= Page extract =
---

By Thomas Cawston, Researcher, Reform
As the Welfare Reform Bill goes through Parliament, some commentators have questioned whether a recession is the right time makes changes to the welfare system. But it is precisely when unemployment is growing and government finances are collapsing that fixing welfare must be high on the agenda. The immediate challenges should not obscure how the true cost of Britain’s welfare system has been growing out of control for years and is in urgent need for reform.
Work and pensions is the largest single area of government expenditure, with more spent on welfare measures than health and education combined. But borrowing £175 billion next year won’t be enough to foot the forecast tax credits and benefits bill. As Britain enters an age of more for less, welfare spending is one area where less is more.
An honest appraisal of the welfare budget illustrates that modernising welfare to work schemes, while important, is not the biggest fiscal challenge. Designed to defeat the five giants of want, disease, ignorance, squalor and idleness, Britain’s welfare system now wastes tens of billions every year on providing benefits to the richest.
- Each year £3.2 billion is spent on free television licenses and other pension gimmicks. But a report from the Environment, Food and Rural Affairs Select Committee shows universal winter fuel payments are only needed by 18 per cent of recipients.

---

= Data for analysis =
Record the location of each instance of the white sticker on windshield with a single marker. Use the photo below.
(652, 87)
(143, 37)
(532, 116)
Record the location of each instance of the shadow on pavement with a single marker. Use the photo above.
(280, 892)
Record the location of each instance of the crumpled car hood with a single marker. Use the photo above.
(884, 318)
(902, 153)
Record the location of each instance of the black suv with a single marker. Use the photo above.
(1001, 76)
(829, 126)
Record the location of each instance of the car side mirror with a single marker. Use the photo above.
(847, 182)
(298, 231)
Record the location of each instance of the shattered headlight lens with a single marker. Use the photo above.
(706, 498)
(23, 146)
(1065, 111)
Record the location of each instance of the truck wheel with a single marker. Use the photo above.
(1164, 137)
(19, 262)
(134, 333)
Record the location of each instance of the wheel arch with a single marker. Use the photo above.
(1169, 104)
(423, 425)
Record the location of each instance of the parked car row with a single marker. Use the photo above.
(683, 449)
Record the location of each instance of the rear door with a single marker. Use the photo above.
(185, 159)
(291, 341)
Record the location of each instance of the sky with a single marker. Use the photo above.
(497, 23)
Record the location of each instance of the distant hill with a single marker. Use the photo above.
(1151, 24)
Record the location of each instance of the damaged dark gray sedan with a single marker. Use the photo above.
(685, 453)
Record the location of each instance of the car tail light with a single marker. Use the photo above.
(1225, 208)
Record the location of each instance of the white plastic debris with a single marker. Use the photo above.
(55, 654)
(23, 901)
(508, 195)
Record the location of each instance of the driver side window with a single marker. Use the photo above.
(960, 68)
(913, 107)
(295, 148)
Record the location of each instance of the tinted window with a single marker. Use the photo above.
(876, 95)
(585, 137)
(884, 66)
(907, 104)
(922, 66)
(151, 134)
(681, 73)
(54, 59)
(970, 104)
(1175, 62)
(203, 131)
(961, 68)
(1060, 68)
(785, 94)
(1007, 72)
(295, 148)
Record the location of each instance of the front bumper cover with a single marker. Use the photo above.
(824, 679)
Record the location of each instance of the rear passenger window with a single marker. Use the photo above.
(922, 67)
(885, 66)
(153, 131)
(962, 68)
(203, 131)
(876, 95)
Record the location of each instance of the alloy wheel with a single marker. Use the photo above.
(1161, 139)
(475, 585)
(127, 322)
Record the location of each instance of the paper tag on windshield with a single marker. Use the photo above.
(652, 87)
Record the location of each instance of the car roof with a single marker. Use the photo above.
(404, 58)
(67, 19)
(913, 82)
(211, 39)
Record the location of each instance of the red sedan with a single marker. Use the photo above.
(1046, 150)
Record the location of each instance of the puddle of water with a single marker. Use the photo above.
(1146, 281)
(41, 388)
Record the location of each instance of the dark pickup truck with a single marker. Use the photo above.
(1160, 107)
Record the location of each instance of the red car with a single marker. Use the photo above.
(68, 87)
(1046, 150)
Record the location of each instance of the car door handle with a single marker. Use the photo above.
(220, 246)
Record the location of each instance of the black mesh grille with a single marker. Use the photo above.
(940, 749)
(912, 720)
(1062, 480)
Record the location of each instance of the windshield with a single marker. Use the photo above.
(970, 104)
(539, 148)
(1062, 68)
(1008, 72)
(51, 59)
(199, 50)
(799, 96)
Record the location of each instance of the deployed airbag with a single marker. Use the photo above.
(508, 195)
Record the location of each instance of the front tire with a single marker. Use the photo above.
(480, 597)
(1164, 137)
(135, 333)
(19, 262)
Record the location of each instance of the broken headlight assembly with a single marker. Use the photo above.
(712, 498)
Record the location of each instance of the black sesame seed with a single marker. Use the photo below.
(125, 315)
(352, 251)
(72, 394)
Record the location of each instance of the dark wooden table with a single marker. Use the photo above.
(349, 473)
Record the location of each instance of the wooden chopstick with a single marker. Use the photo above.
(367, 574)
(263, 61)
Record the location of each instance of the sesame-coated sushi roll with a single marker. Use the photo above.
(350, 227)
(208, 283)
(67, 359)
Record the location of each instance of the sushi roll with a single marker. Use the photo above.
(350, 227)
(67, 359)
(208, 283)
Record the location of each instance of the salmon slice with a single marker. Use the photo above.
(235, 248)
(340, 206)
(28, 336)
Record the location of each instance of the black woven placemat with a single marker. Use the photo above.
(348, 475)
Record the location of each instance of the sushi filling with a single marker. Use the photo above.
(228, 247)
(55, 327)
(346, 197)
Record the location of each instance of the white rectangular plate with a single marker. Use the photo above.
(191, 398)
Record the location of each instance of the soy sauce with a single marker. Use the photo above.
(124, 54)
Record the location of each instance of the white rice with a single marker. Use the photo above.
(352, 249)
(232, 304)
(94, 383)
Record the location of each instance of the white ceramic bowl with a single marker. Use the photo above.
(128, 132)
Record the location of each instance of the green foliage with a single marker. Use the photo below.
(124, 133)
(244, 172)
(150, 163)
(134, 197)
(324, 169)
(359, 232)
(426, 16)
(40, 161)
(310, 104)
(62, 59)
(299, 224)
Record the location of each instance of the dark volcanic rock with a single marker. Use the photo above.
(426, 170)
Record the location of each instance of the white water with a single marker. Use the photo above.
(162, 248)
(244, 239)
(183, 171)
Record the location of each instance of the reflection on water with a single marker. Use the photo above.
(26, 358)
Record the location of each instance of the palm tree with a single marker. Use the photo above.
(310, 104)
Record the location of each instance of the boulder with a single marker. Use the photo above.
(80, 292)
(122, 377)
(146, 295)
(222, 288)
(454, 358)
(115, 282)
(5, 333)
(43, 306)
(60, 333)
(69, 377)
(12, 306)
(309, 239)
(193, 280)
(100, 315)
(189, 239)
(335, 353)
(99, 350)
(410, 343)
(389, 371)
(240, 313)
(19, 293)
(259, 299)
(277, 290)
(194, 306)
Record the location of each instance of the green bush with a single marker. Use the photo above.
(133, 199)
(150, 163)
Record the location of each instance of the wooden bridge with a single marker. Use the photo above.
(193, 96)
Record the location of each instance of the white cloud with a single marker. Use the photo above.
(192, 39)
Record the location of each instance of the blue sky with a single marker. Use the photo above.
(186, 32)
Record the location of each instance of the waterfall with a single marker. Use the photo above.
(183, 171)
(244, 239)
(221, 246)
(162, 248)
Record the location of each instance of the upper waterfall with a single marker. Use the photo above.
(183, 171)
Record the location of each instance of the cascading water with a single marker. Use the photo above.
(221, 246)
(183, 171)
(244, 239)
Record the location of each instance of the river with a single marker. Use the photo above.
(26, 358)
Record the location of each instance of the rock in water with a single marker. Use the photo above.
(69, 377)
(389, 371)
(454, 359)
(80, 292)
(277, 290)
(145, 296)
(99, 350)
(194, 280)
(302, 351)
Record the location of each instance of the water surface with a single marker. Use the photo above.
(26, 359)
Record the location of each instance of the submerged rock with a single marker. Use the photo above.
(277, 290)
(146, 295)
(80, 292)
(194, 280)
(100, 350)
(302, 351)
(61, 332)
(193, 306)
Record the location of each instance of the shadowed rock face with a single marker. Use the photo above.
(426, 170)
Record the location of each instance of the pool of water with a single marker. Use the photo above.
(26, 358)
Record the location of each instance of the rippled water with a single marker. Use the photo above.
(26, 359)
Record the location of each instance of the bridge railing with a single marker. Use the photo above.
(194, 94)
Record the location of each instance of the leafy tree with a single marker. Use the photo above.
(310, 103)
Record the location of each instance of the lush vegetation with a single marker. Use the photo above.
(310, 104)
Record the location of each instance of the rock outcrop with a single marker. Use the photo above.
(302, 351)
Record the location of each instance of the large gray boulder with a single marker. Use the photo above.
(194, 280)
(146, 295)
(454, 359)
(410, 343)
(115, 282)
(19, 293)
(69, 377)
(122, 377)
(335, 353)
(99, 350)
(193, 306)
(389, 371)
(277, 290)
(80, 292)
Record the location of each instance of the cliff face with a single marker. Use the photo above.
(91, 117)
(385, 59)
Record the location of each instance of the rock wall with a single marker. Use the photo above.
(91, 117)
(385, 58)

---

= Tasks to carry out =
a) Translate this sentence from the welfare reform article into Spanish: "Work and pensions is the largest single area of government expenditure, with more spent on welfare measures than health and education combined."
b) Which five giants does the welfare reform article say Britain's welfare system was designed to defeat?
c) In the welfare reform article, what percentage of recipients actually need universal winter fuel payments, according to the Environment, Food and Rural Affairs Select Committee report?

= Answers by task =
a) Trabajo y pensiones es la mayor área individual del gasto público, y se gasta más en medidas de bienestar social que en sanidad y educación juntas.

b) Want, disease, ignorance, squalor, idleness

c) 18 per cent